Object point labels
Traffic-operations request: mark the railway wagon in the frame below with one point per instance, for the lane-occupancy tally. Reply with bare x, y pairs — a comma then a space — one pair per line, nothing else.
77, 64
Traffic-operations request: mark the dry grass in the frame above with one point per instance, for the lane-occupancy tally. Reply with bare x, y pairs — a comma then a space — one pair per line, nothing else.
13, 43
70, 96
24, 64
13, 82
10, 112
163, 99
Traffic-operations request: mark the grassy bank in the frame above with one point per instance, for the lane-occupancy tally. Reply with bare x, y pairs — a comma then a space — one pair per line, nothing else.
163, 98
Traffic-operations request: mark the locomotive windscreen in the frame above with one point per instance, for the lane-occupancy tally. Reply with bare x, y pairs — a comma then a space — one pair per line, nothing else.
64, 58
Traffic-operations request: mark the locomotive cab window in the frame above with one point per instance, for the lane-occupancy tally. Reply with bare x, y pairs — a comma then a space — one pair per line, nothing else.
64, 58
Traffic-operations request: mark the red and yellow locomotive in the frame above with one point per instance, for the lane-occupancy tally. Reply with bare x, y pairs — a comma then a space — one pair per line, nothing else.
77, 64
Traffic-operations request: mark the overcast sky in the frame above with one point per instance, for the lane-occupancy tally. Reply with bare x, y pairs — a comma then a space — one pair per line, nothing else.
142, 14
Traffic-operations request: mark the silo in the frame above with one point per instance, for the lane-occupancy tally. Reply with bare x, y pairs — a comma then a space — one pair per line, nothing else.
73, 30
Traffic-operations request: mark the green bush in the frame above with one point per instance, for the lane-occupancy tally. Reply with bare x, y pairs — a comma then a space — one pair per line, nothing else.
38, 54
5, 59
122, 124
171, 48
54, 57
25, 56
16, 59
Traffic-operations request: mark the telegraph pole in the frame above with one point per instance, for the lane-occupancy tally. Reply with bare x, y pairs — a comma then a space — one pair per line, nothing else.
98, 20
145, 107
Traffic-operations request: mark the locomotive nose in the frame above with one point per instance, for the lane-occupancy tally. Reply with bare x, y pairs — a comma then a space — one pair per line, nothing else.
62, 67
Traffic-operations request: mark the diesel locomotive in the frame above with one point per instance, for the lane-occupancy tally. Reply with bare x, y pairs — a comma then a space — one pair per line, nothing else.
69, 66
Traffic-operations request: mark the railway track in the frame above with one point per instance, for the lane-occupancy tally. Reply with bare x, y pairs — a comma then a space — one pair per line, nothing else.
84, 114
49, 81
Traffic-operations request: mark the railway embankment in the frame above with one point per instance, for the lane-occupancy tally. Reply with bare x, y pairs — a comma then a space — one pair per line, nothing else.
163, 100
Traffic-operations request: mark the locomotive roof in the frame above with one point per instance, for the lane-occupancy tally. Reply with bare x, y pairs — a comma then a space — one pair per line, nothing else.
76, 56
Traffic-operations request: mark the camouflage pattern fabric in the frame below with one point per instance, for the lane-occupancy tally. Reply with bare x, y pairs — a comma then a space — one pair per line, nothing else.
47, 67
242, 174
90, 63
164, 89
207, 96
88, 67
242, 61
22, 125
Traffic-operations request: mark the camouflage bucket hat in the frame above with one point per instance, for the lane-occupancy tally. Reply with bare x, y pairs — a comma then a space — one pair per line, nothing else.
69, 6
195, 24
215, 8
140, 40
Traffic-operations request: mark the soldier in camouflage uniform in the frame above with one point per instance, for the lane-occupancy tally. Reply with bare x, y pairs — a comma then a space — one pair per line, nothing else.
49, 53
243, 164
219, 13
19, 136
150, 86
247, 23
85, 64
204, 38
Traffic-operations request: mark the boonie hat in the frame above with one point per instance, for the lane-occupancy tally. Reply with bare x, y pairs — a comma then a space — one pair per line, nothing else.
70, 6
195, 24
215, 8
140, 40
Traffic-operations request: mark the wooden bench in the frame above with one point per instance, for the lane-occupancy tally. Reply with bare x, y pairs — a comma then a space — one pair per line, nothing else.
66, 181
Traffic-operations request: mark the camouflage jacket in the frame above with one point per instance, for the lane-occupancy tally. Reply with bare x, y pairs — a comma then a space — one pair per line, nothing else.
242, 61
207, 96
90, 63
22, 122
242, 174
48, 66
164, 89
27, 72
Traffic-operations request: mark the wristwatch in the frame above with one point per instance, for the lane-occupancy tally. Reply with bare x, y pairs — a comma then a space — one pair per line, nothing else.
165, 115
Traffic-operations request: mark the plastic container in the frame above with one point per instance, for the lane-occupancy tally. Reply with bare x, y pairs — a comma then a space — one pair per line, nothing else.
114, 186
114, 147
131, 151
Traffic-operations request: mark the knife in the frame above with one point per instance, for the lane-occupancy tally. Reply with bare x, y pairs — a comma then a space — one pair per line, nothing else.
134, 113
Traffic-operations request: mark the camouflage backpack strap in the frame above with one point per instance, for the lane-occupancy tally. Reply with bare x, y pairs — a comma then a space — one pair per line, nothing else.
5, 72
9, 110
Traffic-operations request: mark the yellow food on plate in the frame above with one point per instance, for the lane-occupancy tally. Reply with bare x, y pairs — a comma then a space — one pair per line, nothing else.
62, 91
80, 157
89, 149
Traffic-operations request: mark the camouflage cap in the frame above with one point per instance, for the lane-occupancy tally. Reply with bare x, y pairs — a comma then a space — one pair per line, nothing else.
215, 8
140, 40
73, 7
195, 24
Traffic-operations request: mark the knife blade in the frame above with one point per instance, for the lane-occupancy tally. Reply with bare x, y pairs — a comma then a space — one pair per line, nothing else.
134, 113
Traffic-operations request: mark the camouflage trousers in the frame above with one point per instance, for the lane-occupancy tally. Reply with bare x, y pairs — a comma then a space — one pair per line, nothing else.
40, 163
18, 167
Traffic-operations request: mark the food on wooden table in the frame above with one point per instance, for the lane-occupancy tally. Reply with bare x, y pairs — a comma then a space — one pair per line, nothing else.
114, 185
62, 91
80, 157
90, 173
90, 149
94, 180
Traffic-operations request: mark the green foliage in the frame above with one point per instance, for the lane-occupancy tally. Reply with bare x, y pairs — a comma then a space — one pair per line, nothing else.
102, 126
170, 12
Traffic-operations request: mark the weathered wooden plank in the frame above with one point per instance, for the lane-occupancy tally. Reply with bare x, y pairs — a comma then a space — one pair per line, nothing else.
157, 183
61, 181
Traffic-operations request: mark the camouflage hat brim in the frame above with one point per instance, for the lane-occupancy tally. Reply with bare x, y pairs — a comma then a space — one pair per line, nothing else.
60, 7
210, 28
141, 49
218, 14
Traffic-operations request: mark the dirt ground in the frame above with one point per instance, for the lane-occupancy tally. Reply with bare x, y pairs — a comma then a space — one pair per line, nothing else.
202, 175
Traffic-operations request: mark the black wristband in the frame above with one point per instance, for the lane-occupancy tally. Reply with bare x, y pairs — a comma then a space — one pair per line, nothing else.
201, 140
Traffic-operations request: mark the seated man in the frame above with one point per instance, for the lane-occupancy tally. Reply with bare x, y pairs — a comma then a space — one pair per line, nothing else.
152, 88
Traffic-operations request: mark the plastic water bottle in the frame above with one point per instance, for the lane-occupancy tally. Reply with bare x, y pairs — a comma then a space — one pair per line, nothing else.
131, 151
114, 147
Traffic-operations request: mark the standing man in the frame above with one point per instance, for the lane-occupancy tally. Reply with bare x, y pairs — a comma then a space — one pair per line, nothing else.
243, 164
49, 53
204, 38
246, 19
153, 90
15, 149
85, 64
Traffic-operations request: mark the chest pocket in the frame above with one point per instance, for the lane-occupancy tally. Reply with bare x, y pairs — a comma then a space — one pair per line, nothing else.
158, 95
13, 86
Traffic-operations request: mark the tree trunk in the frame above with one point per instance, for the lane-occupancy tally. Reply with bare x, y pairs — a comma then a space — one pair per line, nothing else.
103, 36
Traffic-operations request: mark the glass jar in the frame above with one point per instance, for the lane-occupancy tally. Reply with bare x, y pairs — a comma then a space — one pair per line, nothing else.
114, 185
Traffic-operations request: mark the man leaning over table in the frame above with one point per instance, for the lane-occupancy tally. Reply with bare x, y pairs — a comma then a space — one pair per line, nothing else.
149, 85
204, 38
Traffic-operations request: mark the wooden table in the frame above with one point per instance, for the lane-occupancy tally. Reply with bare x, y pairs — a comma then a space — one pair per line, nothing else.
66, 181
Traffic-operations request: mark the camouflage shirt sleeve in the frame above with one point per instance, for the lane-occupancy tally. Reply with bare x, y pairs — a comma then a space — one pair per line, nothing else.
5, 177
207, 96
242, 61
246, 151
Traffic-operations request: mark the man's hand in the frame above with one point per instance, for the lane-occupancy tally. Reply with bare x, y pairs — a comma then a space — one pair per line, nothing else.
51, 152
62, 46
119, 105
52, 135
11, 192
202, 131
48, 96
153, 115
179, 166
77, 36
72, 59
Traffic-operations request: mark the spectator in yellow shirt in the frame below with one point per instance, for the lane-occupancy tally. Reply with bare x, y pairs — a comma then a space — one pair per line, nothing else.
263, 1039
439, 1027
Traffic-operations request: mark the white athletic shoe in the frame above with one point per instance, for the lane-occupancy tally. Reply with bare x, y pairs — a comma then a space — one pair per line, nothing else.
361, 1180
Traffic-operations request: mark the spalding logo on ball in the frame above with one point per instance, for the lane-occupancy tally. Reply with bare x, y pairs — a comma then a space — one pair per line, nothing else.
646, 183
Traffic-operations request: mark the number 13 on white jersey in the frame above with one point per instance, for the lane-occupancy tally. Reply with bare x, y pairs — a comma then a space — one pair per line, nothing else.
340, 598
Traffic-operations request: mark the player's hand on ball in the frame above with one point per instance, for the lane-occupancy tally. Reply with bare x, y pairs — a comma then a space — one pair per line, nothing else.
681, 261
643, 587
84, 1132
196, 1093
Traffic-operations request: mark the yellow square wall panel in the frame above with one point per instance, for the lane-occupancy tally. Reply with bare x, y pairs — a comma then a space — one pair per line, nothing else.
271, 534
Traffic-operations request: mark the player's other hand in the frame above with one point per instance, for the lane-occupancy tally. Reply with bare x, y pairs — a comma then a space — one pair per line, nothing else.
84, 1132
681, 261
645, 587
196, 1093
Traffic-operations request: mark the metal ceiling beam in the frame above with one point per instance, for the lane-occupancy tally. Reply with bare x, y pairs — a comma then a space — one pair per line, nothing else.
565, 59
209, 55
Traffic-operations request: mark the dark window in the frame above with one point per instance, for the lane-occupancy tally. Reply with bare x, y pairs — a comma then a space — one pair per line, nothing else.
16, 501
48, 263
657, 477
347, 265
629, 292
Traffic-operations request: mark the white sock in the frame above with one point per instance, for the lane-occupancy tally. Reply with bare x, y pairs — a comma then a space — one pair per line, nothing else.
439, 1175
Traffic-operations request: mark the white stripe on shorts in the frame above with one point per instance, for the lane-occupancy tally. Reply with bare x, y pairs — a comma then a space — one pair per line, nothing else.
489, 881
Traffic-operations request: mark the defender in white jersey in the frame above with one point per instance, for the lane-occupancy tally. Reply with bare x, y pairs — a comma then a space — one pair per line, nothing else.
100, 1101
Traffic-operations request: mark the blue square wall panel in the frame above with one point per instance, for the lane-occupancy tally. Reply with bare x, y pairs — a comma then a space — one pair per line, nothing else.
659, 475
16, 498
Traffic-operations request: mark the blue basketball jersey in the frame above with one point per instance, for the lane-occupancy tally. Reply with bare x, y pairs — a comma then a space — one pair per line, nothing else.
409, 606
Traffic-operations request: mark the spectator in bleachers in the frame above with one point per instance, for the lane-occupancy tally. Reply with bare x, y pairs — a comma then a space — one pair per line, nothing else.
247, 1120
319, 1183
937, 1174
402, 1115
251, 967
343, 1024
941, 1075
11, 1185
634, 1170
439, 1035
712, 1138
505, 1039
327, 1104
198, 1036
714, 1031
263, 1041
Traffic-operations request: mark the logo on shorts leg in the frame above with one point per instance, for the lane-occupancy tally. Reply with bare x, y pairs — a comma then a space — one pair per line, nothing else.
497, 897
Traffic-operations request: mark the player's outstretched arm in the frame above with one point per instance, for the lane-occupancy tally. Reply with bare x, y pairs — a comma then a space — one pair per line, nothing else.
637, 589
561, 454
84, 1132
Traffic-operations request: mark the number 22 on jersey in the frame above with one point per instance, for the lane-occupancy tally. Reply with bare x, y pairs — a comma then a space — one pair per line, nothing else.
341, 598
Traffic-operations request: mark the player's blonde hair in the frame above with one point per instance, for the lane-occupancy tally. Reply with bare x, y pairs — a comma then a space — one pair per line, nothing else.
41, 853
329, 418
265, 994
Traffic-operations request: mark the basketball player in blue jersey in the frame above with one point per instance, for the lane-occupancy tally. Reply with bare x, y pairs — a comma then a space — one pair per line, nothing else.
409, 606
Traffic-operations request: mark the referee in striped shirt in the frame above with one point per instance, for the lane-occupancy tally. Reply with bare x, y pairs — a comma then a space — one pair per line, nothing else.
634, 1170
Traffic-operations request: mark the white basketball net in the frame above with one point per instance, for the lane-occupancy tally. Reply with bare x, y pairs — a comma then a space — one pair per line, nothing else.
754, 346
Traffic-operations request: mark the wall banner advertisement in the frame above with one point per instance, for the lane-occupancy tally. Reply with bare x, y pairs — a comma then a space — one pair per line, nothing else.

▶ BRIEF
Take the line that contains "Traffic-operations request: mark the number 22" and every line after it through the end of the listing above, and repeat them exactly.

▶ THE RESULT
Traffic-operations request: mark the number 22 on jersey in the frame above with one point per instance, for the lane-occupancy tally. Reply with bare x, y pairs — a comma then a space — one pair per line, nothing else.
341, 598
Traffic-operations request: mark the player's blonde hair in the frame above with one point per instance, for the lane-occupancy tally. Reply with bare x, y pairs — a comma then a space — one pair per line, nothing else.
41, 853
329, 418
265, 994
Traffic-operations request: mark the basketball player in blue jersey in the frame above with one point per instance, for the lane-occupancy tally. Reply with bare x, y pairs — a comma then a space — one pair per line, nothing else.
409, 606
Traffic-operations request: mark the referee in striped shirt in the frame above with one point per instance, for the lane-occupancy tally. Reply with bare x, y pairs — a comma then a space — one pair per line, nothing else.
634, 1170
Traffic-operations request: mark the white basketball net in the frame above with one point per instance, for the lane-occupancy tally. Reply with bare x, y pairs — a comma then a space — one pair per line, nothing else.
754, 346
Traffic-operations request: mark the wall banner advertisement in the frame above with one point per instance, for the lane-occupancy tally. Reply with bare x, y pairs — a comma then a space — one pair per line, nothing else.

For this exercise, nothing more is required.